Document extract:
+---+

Far-reaching effects

Sessions will be able to determine not only the policies that affect outward-directed agency activities but agencies’ internal operations as well, from how departments set priorities to how federal employees are treated. To the latter point, Sessions could issue guidance resurrecting the language of the draft religious liberty executive order leaked in February, which suggested that federal employers should proactively protect employees acting on religious belief in the workplace. Presumably, such guidance could protect behavior such as refusing to use correct pronouns or proselytizing on anti-LGBT topics, regardless of the effects on co-workers and recipients of government services.

+---+

Provided material:
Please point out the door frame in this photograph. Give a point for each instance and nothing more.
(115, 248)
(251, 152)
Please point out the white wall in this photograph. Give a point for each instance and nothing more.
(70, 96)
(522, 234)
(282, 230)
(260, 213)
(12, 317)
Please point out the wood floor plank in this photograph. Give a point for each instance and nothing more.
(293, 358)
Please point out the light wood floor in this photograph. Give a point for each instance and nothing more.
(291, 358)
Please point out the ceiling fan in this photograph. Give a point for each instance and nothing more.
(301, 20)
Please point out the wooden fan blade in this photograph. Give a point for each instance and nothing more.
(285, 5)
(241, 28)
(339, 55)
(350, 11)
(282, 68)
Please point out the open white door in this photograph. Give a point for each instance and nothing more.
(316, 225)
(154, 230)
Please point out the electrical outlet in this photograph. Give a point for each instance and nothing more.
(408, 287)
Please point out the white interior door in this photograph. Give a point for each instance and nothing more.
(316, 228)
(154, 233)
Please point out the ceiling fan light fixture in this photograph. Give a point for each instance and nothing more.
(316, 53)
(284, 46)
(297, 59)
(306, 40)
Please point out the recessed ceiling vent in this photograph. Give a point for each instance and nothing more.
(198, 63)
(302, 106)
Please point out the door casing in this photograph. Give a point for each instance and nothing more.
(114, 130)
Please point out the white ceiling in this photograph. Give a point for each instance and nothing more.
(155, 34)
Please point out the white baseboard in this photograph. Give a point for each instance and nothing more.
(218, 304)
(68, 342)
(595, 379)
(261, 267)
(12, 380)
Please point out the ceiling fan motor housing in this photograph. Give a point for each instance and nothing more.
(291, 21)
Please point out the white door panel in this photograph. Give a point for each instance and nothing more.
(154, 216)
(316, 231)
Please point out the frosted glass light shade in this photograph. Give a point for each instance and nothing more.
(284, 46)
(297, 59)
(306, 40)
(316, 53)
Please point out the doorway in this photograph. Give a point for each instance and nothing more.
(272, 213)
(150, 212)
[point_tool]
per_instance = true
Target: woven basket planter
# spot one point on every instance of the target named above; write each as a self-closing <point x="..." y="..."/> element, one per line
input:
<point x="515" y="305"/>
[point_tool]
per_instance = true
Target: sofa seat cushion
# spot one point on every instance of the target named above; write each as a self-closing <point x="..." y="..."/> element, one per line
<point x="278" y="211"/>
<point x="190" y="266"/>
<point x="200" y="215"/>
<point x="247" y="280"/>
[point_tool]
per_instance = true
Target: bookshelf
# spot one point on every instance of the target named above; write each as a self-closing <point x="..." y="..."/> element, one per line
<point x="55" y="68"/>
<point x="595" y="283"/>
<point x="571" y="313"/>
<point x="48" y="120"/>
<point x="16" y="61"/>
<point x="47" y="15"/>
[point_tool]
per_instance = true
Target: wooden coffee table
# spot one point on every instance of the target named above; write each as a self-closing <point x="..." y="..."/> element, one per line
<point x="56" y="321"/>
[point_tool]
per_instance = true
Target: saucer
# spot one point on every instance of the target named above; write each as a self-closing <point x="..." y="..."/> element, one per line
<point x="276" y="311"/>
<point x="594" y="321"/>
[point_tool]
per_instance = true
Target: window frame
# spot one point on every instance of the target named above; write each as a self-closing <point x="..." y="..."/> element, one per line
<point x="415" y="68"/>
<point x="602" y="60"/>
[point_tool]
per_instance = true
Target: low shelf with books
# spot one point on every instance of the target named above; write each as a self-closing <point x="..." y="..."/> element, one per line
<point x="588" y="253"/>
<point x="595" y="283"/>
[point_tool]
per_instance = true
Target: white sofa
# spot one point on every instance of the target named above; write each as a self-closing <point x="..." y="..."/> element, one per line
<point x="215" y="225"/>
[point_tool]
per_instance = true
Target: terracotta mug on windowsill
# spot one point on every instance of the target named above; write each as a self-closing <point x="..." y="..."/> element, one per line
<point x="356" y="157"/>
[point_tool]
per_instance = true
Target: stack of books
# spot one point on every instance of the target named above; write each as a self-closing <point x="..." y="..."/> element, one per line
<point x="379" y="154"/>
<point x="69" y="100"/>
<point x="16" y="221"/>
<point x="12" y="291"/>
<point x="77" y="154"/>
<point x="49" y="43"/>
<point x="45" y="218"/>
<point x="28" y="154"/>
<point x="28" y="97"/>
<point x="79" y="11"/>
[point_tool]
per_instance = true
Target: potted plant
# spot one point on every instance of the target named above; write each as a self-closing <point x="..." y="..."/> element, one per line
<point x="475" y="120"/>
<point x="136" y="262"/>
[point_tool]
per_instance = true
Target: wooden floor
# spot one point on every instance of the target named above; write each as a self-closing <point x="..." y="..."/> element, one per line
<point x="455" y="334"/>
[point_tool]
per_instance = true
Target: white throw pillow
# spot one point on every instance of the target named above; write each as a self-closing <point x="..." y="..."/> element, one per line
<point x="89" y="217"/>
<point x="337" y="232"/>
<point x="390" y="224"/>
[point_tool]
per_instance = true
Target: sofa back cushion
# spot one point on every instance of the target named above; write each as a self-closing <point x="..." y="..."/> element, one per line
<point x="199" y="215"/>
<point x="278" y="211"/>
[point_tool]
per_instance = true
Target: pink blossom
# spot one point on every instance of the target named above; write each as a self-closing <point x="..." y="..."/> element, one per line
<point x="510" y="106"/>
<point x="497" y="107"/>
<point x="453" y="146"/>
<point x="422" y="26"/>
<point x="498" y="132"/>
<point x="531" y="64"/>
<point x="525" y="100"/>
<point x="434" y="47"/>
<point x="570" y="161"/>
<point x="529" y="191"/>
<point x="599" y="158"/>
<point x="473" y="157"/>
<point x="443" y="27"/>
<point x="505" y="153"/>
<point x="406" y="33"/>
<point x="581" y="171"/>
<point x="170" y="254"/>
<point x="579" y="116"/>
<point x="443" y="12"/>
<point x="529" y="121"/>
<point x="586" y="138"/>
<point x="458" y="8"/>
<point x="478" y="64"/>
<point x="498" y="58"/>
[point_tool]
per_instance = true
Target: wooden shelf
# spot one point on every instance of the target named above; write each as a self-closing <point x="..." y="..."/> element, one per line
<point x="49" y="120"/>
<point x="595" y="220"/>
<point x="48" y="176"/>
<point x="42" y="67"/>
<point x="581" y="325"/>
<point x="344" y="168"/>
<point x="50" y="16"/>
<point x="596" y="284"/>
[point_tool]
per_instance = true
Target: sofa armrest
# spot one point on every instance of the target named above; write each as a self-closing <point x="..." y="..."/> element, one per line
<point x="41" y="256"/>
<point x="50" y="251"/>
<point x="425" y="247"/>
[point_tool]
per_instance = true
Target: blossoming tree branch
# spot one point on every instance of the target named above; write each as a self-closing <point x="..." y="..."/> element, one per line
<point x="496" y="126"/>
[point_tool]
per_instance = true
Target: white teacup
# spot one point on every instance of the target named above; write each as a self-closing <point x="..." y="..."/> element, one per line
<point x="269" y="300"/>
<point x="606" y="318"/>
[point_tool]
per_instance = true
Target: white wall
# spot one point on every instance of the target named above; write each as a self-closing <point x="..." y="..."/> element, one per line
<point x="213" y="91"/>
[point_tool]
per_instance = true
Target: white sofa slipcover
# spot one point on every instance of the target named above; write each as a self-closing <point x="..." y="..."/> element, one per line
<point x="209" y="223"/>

+---+

Exercise instructions:
1. According to the "Far-reaching effects" passage, when was the draft religious liberty executive order leaked?
2. List everything the "Far-reaching effects" passage says Sessions will be able to determine, including the two examples it gives of internal operations.
3. Retype the part of the "Far-reaching effects" passage starting at "Sessions will be" and ending at "of government services.".

Results for each task:
1. In February.

2.
- The policies that affect outward-directed agency activities
- Agencies' internal operations
- How departments set priorities
- How federal employees are treated

3.
Sessions will be able to determine not only the policies that affect outward-directed agency activities but agencies’ internal operations as well, from how departments set priorities to how federal employees are treated. To the latter point, Sessions could issue guidance resurrecting the language of the draft religious liberty executive order leaked in February, which suggested that federal employers should proactively protect employees acting on religious belief in the workplace. Presumably, such guidance could protect behavior such as refusing to use correct pronouns or proselytizing on anti-LGBT topics, regardless of the effects on co-workers and recipients of government services.